- **Prompt A**
In the coat questions thread, what kind of comb does KBLover usually use to comb out Wally?
- **Prompt B**
Quote the coat questions thread from "# Coat questions" to "never show him)".
- **Prompt C**
Continue the coat questions thread from its last post onward.

- **Passage to read**
# Coat questions



## KBLover (Sep 9, 2008)

I would like to learn how to do Wally's coat better so it looks closer to his breed standard (even though I could never show him)


1) How can I get his coat to look more like:









or











(though I think I can come close to the second pic)


2) Do you think those coats always stay like that (assuming combing/maintenance of course)? Or do they fall down more so or lose their "fluff" over time?


3) I usually use a greyhound comb to comb him out. When he shakes (this might be the only breed ever that you WANT to shake after grooming ) then he look "cottony" but it doesn't last long. Also, is a greyhound comb the best idea? Should I be using a different kind of comb/brush/tool?


My feeble efforts will be on the next post.


----------



## KBLover (Sep 9, 2008)

Just finished grooming him - there's a breeze in my room from the ceiling fan and fan on top of the freezer.

Side:










Frontal (sitting)









Front (Standing)










As you can see - not particularly close.


----------



## LazyGRanch713 (Jul 22, 2009)

KBLover said:


> Just finished grooming him - there's a breeze in my room from the ceiling fan and fan on top of the freezer.
> 
> Side:
> 
> ...


How often do you bathe, and do you use conditioner? How do you dry him? What brush and comb style are you using? Oh, and do you brush or comb him when his coat is dry, or do you mist it first?

- **Information**
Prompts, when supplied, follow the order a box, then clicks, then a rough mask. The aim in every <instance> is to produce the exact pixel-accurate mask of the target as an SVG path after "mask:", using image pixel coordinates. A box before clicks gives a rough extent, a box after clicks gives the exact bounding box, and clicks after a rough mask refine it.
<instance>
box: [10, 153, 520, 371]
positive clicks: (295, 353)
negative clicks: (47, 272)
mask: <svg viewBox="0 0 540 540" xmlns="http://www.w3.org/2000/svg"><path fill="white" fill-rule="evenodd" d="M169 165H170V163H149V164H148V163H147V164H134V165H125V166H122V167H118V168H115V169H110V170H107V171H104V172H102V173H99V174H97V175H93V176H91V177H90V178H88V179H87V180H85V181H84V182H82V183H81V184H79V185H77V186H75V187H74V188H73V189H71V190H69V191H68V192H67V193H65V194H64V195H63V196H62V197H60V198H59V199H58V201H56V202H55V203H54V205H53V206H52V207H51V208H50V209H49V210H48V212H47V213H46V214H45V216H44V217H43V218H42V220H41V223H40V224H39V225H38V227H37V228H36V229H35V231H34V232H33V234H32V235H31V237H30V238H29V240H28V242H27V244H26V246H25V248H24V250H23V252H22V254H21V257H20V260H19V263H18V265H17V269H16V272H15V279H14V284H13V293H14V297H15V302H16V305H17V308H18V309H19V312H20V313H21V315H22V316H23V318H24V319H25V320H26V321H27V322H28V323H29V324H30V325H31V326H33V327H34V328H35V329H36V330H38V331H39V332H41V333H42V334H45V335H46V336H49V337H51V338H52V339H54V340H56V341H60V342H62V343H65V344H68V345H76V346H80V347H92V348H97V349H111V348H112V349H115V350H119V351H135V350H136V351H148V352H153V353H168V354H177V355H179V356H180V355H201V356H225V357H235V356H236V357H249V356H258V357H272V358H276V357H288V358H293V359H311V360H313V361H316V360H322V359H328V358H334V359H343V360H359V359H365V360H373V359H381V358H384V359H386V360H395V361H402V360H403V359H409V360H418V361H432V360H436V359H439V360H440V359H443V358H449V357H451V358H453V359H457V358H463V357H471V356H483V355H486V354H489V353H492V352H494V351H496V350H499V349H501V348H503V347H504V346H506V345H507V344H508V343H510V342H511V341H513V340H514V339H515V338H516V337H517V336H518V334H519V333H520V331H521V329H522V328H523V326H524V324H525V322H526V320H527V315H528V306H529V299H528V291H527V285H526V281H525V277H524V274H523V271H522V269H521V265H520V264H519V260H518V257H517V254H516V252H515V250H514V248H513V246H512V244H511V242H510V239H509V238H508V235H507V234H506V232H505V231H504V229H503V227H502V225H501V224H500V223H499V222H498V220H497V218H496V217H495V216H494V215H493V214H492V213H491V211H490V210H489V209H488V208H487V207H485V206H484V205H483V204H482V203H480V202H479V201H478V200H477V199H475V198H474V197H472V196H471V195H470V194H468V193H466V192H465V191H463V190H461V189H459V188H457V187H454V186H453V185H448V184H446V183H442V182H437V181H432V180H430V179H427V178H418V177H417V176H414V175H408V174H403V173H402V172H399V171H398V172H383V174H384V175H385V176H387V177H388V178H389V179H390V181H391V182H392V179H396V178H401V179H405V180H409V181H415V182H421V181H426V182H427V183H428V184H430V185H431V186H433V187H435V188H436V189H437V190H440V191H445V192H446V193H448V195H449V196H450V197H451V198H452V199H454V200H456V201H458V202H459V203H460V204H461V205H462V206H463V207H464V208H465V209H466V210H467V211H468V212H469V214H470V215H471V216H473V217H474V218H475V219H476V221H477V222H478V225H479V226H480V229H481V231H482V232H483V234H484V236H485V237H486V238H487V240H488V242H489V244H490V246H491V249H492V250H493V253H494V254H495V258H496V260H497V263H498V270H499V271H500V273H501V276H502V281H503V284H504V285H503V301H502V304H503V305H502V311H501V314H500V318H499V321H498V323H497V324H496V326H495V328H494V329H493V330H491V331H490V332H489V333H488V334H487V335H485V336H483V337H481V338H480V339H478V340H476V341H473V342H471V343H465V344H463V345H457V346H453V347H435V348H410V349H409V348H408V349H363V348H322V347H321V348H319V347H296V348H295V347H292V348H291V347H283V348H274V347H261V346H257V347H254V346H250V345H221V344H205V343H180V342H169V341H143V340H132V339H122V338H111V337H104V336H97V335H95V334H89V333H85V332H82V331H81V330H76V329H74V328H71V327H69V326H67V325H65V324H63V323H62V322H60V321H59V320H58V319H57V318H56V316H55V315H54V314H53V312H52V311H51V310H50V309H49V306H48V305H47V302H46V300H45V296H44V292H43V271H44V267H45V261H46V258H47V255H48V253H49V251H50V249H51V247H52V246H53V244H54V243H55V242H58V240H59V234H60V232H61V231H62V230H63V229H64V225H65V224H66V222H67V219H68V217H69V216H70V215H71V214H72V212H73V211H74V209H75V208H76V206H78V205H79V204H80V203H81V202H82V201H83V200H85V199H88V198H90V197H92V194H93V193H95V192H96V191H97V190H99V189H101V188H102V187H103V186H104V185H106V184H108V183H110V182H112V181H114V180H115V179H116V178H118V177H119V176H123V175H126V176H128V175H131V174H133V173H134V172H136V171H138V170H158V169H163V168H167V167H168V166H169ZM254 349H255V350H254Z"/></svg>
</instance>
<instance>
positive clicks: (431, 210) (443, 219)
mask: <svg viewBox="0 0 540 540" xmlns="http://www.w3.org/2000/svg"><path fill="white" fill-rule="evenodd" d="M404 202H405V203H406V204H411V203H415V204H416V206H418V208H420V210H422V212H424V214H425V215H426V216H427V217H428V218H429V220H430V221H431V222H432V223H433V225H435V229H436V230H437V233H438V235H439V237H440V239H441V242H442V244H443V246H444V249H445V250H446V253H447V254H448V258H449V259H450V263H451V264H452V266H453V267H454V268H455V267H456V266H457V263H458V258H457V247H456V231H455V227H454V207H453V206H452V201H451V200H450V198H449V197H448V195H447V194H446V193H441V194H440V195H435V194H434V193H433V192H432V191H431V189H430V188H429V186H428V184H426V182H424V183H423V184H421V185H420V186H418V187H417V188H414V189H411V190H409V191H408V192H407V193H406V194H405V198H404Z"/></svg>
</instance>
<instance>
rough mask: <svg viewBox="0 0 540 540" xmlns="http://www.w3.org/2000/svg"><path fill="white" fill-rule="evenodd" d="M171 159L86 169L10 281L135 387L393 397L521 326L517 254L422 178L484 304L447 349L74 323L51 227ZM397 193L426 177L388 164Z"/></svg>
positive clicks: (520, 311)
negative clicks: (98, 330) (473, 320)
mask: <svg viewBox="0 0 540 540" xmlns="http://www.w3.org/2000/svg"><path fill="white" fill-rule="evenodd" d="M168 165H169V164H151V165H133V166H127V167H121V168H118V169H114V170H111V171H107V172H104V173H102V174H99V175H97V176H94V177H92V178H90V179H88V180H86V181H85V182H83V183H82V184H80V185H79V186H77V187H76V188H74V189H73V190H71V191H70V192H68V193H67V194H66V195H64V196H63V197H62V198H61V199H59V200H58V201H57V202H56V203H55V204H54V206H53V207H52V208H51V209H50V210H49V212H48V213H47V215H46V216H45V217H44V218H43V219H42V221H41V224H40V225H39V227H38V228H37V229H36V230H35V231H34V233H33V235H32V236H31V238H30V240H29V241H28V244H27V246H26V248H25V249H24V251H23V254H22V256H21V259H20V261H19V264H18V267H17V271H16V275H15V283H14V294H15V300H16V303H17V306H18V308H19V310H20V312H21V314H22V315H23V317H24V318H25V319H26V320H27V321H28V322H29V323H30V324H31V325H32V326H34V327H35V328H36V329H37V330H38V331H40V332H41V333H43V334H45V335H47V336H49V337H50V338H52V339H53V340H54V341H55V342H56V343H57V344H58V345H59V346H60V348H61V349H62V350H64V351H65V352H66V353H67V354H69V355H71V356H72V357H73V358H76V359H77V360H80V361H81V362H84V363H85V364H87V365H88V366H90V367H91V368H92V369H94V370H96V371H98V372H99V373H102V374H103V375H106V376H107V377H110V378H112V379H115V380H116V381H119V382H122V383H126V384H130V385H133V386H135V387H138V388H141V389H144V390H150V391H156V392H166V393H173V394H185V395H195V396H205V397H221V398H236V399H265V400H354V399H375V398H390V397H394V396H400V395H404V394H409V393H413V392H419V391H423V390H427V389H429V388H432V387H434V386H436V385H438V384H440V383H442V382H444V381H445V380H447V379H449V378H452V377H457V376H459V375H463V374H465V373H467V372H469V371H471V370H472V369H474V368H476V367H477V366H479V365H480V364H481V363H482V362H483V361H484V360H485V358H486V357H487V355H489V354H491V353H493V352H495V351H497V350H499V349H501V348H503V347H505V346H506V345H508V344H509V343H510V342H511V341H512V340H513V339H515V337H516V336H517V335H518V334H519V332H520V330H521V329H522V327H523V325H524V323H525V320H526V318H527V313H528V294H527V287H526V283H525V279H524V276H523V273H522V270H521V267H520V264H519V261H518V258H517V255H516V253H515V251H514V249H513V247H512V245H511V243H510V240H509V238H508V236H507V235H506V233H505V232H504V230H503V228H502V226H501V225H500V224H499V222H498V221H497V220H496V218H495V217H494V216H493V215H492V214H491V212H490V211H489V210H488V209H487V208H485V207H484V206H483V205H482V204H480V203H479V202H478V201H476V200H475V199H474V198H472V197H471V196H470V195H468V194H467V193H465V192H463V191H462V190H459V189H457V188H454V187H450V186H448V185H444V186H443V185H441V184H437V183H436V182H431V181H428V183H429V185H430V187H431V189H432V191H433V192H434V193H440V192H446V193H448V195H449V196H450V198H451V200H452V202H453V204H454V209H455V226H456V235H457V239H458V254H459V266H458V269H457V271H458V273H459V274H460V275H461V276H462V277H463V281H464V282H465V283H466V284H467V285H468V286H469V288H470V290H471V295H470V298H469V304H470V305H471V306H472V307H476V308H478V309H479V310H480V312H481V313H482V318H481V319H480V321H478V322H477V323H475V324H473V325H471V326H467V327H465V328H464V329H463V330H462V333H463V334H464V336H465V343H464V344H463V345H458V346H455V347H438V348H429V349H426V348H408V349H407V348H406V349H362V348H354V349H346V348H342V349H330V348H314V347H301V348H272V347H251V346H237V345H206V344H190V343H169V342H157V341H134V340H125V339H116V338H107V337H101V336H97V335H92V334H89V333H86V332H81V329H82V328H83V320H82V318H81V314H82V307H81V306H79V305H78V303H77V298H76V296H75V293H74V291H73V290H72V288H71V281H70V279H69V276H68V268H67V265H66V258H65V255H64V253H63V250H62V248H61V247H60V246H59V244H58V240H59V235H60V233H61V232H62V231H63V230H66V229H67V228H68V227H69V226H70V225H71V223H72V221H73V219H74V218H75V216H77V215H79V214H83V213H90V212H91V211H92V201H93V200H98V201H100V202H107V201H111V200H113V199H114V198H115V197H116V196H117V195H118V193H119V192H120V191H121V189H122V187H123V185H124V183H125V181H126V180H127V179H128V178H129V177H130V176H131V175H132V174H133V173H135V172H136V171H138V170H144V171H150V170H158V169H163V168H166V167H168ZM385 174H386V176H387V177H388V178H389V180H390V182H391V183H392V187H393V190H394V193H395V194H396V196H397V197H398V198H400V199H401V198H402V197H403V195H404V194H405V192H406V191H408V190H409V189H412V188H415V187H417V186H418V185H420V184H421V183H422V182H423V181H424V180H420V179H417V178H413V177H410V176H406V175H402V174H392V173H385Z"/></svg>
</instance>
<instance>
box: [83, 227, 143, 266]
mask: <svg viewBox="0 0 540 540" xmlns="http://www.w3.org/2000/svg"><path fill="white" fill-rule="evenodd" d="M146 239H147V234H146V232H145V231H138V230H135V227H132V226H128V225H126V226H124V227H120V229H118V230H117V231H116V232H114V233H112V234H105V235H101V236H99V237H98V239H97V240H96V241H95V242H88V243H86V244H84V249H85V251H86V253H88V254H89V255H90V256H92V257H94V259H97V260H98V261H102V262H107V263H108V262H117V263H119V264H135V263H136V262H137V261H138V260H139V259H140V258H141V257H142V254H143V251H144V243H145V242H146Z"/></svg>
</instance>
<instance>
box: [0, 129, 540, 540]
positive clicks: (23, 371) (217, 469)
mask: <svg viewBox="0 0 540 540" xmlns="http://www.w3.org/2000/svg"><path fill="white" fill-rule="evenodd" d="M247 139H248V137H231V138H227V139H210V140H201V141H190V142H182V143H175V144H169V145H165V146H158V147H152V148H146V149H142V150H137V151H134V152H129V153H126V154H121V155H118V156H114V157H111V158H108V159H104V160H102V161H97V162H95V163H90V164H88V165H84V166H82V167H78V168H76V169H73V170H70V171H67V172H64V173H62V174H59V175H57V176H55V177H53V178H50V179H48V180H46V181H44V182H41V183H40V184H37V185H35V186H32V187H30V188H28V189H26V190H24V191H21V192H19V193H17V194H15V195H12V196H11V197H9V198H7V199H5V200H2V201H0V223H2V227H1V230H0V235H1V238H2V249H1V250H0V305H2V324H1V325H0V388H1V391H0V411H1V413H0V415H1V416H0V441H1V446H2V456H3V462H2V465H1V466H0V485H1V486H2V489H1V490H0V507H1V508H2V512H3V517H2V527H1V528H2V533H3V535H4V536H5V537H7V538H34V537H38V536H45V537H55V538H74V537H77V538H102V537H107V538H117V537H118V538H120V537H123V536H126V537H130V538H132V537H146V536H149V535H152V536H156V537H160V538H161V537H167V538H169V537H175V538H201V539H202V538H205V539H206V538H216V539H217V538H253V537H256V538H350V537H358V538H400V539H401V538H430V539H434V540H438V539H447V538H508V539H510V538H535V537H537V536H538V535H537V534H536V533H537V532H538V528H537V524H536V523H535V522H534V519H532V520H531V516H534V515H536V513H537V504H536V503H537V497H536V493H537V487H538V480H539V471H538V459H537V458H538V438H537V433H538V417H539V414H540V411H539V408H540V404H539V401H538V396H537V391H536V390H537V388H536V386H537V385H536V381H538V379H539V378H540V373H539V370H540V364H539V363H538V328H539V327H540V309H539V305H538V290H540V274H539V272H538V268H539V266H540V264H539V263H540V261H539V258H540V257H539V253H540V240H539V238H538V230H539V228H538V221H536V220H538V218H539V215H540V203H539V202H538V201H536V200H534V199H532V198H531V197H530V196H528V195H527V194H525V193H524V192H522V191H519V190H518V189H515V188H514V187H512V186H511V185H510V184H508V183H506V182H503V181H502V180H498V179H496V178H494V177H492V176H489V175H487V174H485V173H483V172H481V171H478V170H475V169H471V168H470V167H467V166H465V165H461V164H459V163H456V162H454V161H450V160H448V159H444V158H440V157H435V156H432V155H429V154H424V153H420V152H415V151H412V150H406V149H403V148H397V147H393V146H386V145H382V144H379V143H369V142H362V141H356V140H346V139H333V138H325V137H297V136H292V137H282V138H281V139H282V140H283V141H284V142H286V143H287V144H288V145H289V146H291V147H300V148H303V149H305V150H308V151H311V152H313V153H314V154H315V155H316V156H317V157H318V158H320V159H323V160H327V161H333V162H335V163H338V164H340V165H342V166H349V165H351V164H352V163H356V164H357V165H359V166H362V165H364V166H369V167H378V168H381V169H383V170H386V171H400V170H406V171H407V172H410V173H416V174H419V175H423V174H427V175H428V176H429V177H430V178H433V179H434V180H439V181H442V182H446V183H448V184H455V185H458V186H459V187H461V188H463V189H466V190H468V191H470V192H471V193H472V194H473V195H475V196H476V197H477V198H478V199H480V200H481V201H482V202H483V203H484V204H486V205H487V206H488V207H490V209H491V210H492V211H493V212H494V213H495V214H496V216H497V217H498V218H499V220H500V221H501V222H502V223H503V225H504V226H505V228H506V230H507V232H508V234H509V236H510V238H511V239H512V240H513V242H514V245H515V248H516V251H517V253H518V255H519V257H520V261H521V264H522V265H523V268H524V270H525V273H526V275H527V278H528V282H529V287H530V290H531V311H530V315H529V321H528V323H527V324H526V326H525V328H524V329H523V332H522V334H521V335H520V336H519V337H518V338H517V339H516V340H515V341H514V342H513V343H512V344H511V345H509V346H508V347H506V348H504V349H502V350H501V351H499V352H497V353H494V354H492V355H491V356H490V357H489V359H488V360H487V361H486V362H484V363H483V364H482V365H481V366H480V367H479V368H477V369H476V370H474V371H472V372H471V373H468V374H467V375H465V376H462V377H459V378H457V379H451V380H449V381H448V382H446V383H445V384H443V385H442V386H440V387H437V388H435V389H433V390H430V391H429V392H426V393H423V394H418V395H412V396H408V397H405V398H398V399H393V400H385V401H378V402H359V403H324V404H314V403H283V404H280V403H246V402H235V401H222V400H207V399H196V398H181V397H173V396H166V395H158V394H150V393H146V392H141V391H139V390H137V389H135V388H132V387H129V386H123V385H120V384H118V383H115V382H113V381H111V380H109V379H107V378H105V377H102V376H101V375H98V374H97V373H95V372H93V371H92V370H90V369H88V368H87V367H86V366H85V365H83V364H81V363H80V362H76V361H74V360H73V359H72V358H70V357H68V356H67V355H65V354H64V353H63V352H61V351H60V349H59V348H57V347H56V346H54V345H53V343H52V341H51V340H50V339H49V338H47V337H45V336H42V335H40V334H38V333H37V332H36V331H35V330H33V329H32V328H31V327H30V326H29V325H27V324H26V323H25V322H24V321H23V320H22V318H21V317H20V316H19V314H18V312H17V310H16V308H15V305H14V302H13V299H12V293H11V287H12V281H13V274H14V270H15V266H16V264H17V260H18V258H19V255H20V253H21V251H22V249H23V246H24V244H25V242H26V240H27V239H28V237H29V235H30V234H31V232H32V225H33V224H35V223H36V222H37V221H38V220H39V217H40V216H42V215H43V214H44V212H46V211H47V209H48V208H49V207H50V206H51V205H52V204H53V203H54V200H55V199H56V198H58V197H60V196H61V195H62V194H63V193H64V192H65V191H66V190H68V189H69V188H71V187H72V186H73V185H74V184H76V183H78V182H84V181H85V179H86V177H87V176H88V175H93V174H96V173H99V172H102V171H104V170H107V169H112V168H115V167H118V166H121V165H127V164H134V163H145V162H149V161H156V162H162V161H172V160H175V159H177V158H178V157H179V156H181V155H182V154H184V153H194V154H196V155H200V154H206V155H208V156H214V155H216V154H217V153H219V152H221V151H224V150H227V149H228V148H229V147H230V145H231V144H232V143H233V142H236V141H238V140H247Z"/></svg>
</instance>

- **Answer box A**
A greyhound comb.

- **Answer box B**
# Coat questions



## KBLover (Sep 9, 2008)

I would like to learn how to do Wally's coat better so it looks closer to his breed standard (even though I could never show him)

- **Answer box C**
BTW...Wally looks like one of those dogs I'd click with. He puts me in the mind of a very wise dog, an "old soul" if you will


----------



## Crantastic (Feb 3, 2010)

I can't help, but I saw one at a show yesterday and it was SO white... even around the mouth. I don't know how they manage that! If you'd posted this a couple of days ago I would have asked about coat maintenance for you.


----------



## KBLover (Sep 9, 2008)

Crantastic said:


> I can't help, but I saw one at a show yesterday and it was SO white... even around the mouth. I don't know how they manage that! If you'd posted this a couple of days ago I would have asked about coat maintenance for you.



What a beautiful Coton! That's just awesome. 




LazyGRanch713 said:


> How often do you bathe, and do you use conditioner? How do you dry him? What brush and comb style are you using? Oh, and do you brush or comb him when his coat is dry, or do you mist it first?
> BTW...Wally looks like one of those dogs I'd click with. He puts me in the mind of a very wise dog, an "old soul" if you will



He usually goes in for bathing once 8 weeks or so. Do you think I should bathe between "cycles", so to speak? Usually combing him keeps him clean and he doesn't really get all that dirty, especially as far as dogs probably go.

I have bathed him myself a couple times - and I get the blow dryer out (yeah, a regular one. I know. I should get a dog designed one) and comb him while lightly damp (I pat dry/let him shake dry and then finish drying with the dryer). I put dryer "under" the coat if that makes any sense (so the hair blows out) and comb out.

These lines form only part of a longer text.